___ Stored rows ___

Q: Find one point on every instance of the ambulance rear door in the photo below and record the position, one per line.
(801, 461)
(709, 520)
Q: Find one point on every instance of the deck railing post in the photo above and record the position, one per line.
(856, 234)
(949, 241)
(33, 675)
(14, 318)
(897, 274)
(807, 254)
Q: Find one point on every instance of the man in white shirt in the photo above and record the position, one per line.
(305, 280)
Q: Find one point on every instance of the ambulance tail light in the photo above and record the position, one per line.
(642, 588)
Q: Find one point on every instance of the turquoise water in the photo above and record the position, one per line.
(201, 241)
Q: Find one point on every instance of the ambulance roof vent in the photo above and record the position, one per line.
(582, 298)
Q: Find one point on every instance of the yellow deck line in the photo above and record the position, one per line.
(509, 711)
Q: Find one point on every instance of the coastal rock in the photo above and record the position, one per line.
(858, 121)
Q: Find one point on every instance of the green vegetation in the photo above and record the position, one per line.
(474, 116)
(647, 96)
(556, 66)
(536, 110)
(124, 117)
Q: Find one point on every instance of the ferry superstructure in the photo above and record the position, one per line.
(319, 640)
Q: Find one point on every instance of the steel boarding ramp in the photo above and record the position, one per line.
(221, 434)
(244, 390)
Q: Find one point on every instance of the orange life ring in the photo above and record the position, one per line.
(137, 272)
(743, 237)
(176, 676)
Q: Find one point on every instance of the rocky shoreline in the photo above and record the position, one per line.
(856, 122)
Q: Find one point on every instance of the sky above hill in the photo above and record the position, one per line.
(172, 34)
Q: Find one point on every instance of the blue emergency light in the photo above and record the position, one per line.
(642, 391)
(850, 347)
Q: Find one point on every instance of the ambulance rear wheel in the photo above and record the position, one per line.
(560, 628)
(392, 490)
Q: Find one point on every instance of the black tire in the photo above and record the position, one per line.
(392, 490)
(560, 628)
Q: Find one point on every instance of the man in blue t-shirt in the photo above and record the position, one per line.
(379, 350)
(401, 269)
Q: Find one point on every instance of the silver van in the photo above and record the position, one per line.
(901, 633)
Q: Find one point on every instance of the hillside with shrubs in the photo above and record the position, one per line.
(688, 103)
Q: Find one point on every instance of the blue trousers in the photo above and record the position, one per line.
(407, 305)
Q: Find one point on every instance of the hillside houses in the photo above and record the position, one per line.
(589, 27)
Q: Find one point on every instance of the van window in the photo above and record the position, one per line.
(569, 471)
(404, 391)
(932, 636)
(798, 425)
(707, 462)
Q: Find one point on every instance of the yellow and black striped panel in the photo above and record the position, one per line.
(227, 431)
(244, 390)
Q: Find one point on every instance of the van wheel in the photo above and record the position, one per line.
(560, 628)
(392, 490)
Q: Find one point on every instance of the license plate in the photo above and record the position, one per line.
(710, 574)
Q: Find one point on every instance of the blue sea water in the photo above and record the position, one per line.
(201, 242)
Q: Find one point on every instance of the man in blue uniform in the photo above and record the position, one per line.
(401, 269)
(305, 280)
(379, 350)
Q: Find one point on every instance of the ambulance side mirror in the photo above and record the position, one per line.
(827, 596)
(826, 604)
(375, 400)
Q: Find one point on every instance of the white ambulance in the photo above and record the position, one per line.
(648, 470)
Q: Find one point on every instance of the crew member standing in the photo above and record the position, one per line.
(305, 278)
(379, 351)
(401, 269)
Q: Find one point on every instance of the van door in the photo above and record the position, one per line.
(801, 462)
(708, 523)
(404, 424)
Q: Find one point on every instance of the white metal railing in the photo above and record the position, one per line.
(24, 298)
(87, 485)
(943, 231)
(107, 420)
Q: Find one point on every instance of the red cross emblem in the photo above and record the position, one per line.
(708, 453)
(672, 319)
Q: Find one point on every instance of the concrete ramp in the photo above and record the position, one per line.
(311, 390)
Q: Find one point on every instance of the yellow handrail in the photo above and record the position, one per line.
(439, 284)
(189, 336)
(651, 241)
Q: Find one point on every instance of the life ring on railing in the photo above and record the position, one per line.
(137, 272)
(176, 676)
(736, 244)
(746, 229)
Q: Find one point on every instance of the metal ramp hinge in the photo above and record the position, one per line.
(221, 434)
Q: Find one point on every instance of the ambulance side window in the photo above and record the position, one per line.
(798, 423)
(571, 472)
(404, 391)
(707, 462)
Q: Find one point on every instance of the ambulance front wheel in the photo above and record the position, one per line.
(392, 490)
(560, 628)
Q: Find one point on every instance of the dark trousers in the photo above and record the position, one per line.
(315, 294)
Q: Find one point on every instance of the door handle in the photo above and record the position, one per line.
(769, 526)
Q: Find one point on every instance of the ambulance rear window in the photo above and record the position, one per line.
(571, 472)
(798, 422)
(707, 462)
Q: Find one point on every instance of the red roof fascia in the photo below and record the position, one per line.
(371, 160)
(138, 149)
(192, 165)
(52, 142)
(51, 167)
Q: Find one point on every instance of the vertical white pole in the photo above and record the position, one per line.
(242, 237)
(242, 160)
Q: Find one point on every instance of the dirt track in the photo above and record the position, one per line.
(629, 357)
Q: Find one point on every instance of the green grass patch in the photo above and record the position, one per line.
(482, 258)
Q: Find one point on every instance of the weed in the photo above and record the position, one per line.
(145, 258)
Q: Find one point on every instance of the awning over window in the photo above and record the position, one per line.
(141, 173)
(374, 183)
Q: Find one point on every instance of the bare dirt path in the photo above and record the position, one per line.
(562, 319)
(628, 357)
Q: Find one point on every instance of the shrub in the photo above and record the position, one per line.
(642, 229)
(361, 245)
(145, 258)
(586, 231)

___

Goal - Each entry above is to be set down again in exactly the same words.

In response -
Q: Find one point on every instance of the ambulance rear door in the photo below and record the position, one per line.
(801, 461)
(709, 520)
Q: Find one point on every instance of the deck railing post in the photo above and record the position, one per line.
(856, 234)
(949, 241)
(33, 675)
(14, 318)
(897, 274)
(807, 254)
Q: Find one point on every instance of the man in white shirt in the photo above and record the position, one per line.
(305, 280)
Q: Find one point on every instance of the ambulance tail light in the photo above and record the position, one per line.
(642, 588)
Q: Find one point on every instance of the turquoise water in the photo above and record the position, one per line.
(201, 241)
Q: Find one point on every instance of the ambulance roof vent in the photo above and record the position, one per line.
(582, 298)
Q: Find one point on every instance of the yellow deck line in the photo above and record the position, one per line.
(509, 711)
Q: Find one point on every instance of the coastal rock in the photo above and record the position, one per line.
(858, 121)
Q: Find one point on every instance of the green vegetation in the photo above and record the position, one per line.
(474, 116)
(647, 96)
(556, 66)
(536, 110)
(124, 117)
Q: Find one point on every instance of the ferry superstructure in the photo above and record the position, one per line.
(319, 640)
Q: Find one point on every instance of the steel boarding ramp in the photo above and record the position, one per line.
(221, 434)
(244, 390)
Q: Find one point on every instance of the orange life ring in the photo above and record the position, one per line.
(137, 272)
(743, 237)
(176, 676)
Q: Find one point on every instance of the rocky shoreline in the photo above and record the position, one per line.
(856, 122)
Q: Find one point on every instance of the sky above hill in the photo above and record the position, one per line.
(172, 34)
Q: Find one point on every instance of the blue emergency light in the photo above and record the position, one per line.
(642, 391)
(850, 347)
Q: Find one point on every instance of the ambulance rear wheel in the photo above and record the position, one per line.
(560, 628)
(392, 490)
Q: Find one point on every instance of the black tire in the photo above and record the position, one per line.
(392, 490)
(560, 628)
Q: Find one point on every instance of the man in blue t-shirt in the photo above and record the position, one per line.
(379, 350)
(401, 269)
Q: Find one point on every instance of the silver van in the photo above and record the position, one per line.
(901, 633)
Q: Find one point on every instance of the hillside with shrubs in the photo above and record the position, one per line.
(688, 103)
Q: Find one point on every instance of the blue trousers in the photo above and record the position, one per line.
(407, 305)
Q: Find one point on every instance of the hillside houses in the photo above and record the position, one per line.
(589, 27)
Q: Find one point on every instance of the van window in the photo above and record the position, one per line.
(569, 471)
(404, 391)
(932, 636)
(798, 425)
(707, 462)
Q: Find one point on every instance of the yellow and black striped panel in the photo above and record the position, one per line.
(227, 431)
(244, 390)
Q: Find one point on every instance of the van wheel in the photo above and record the position, one per line.
(560, 628)
(392, 490)
Q: Find one point on every instance of the license plate in the photo above and record the position, one per line.
(710, 574)
Q: Find one point on every instance of the blue sea water in the photo above and record the position, one per line.
(201, 242)
Q: Find one point on every instance of the man in blue uniform in the photo above and record the position, one per line.
(401, 269)
(305, 280)
(379, 350)
Q: Find one point on every instance of the ambulance side mirror in the photo above and record the position, one per line.
(827, 596)
(826, 604)
(375, 400)
Q: Find one point on every instance of the white ambulance in the photo above and record the position, one per line.
(648, 470)
Q: Find one point on every instance of the crew member standing in the photo above and record the position, one per line.
(305, 278)
(379, 351)
(401, 269)
Q: Find one point on every instance of the van door in the photo above and record the position, one per line.
(801, 462)
(708, 523)
(404, 424)
Q: Find one point on every instance of the white metal railing in the photo above and record the position, one per line.
(24, 298)
(87, 485)
(943, 231)
(107, 420)
Q: Find one point on every instance of the red cross emblem in the photo above and record the position, one per line.
(708, 453)
(672, 319)
Q: Find one point on every instance of the concrete ramp in the photo above and record the position, one per line.
(311, 390)
Q: Find one point on every instance of the yellow handrail in the photo above and record the position, one per line.
(439, 284)
(189, 336)
(651, 241)
Q: Find one point on every instance of the life ring on railing in the photo above and record the position, one per line.
(137, 272)
(176, 676)
(736, 244)
(746, 229)
Q: Find one point on every instance of the metal ramp hinge in the photo above and record the position, one per line.
(221, 434)
Q: Find one point on every instance of the ambulance side window in the photo above and record the position, one per line.
(798, 423)
(571, 472)
(404, 391)
(707, 462)
Q: Find one point on every instance of the ambulance front wheel in the photo above and record the position, one per line.
(392, 490)
(560, 628)
Q: Find one point on every instance of the dark trousers in the photo above and record the position, one per line.
(315, 294)
Q: Find one point on every instance of the door handle in the photo above and record the position, one per line.
(769, 526)
Q: Find one point on every instance of the ambulance rear window in the photo above and record the position, one per line.
(571, 472)
(798, 422)
(707, 462)
Q: Find one point on every instance of the red roof fascia in the photo below and record the position, one per line.
(371, 160)
(138, 149)
(192, 165)
(52, 142)
(51, 167)
Q: Find one point on every instance of the vertical white pole in the photo above and record the position, one per line.
(242, 237)
(242, 160)
Q: Find one point on every instance of the dirt track in the photo above and record the position, one per line.
(629, 357)
Q: Find one point on every instance of the green grass patch in the photo above and record the position, one per line.
(482, 258)
Q: Find one point on every instance of the weed in the photo above and record the position, one per line.
(145, 258)
Q: Find one point on every instance of the awning over window in the photo above and record the position, one per line.
(141, 173)
(374, 183)
Q: Find one point on every instance of the bare dirt path in the photo above and record the position, one per line.
(562, 319)
(628, 357)
Q: Find one point on every instance of the shrub in the photo above and record the position, one per line.
(642, 229)
(361, 245)
(145, 258)
(586, 231)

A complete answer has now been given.